WORK INSTRUCTION A =>
Decide whether each statement agrees with the blog post on the campaign against contraception below: (i) the new strategy was unveiled at an anti-abortion meeting in Rosemont; (ii) commenters in the Tribune article expect a push for across-the-board contraception bans; (iii) the "Reverence for Life" curriculum lasted a full school year. Answer yes or no for each, quoting the deciding words of the post.
WORK INSTRUCTION B =>
Answer these questions from the blog post on the campaign against contraception below:
(i) Which newspaper summarized the new strategy?
(ii) What kind of federal programs could face cuts?
(iii) What would a state-by-state push allow pharmacists to refuse to fill?
WORK INSTRUCTION C =>
Translate this sentence from the blog post on the campaign against contraception below into Spanish: "This could entail cuts to federal programs that pay for birth control."

DOCUMENT EXTRACT =>
# # # # # # #
The new strategy, as summarized in the Chicago Tribune, was unveiled at an anti-abortion meeting in sunny Rosemont yesterday:
Experts at the gathering assailed contraception on the grounds that it devalues children, harms relationships between men and women, promotes sexual promiscuity and leads to falling birth rates, among social ills.
Oh, but this takes me back to what passed for freshman theology in high school, particularly the semester-long "Reverence for Life" curriculum that left me alternately snoring and indignant. The ability of a man and woman to have sex without fearing an unwanted pregnancy--even if they're married--somehow means they're not selflessly sharing themselves with each other. Sex for pleasure rather than brusque, businesslike reproduction means you're selfishly closing yourselves off from God's gift of life (conveniently left out of this line of reasoning is why God's additional gifts in the nether region department included the clitoris, glans penis, and G-spot).
It's the let-them-eat-cake mentality, the same one we've seen endlessly applied to the poor (you can't afford health insurance? why, go out and get a second--or third--job!), to the hurricane-smacked (you didn't have a car to evacuate with? why, you should have just walked to Texas!), to HIV-infected women in Africa (you didn't want to get sick? why, you should have stopped having sex with your husband!). Now it's being applied to people who want rational family planning (you can't afford a[nother] child? why, just don't fuck!).
Commenters in the Trib article speculate that the no-BC'ers will push not for across-the-board contraception bans, but rather another creepy war of attrition similar to that waged against abortion rights over the past decade:
What's more likely, experts suggest, is an ongoing "chipping away" at access to contraceptive services. This could entail cuts to federal programs that pay for birth control. Likely it also would involve a state-by-state push to allow pharmacists to refuse to fill birth-control prescriptions for reasons of "conscience."
You gotta hand it to these folks. They have been very patient, taking years to groom candidates for entry in local-level public office with designs on hopping up the legislative ladder one level at a time. Now that the groundwork has been laid, with various states enacting the pharmacists' right of refusal laws, how many bible colleges will start adding pharmacy programs? Nothing like a little point-of-sale control to get the practitioners of your ideology firmly entrenched in the front lines.
And if you do not personally subscribe to this particular strain of Christian thinking that teaches birth control is unacceptable under any circumstances because it befouls the couple's relationship with each other and with God? If you perhaps think you should not be subject to religiously derived moral rules about a highly personal matter that do not proceed from your own beliefs? Well, tough shit, pal.
# # # # # # #
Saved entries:
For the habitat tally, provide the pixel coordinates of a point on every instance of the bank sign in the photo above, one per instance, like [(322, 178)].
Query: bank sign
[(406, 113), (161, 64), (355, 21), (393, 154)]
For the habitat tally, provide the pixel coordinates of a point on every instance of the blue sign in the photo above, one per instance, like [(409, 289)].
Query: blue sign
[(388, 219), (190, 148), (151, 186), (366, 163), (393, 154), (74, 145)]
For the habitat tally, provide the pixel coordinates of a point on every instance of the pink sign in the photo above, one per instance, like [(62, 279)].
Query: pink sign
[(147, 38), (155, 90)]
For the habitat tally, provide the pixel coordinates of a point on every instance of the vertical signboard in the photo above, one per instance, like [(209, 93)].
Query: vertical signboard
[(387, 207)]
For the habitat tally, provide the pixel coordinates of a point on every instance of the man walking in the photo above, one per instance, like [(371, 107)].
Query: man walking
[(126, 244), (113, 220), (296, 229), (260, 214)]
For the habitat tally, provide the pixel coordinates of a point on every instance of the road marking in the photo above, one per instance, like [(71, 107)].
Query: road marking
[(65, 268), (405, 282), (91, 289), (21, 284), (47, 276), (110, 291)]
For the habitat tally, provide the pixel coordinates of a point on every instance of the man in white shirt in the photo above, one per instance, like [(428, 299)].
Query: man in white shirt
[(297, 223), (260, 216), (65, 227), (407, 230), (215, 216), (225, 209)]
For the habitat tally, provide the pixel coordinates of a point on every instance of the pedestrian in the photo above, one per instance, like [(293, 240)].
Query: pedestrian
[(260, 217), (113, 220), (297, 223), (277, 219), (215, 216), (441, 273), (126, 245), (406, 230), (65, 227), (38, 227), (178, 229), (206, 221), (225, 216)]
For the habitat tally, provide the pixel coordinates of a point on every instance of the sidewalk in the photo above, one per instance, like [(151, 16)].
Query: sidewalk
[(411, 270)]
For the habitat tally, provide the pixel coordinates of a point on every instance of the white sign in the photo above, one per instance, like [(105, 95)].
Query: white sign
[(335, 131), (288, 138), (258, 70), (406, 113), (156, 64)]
# # # # # # #
WRITTEN RESPONSE A =>
(i) Yes: "was unveiled at an anti-abortion meeting in sunny Rosemont yesterday"
(ii) No: "will push not for across-the-board contraception bans, but rather another creepy war of attrition"
(iii) No: "the semester-long"

WRITTEN RESPONSE B =>
(i) The Chicago Tribune.
(ii) Federal programs that pay for birth control.
(iii) Birth-control prescriptions.

WRITTEN RESPONSE C =>
Esto podría implicar recortes a los programas federales que pagan los anticonceptivos.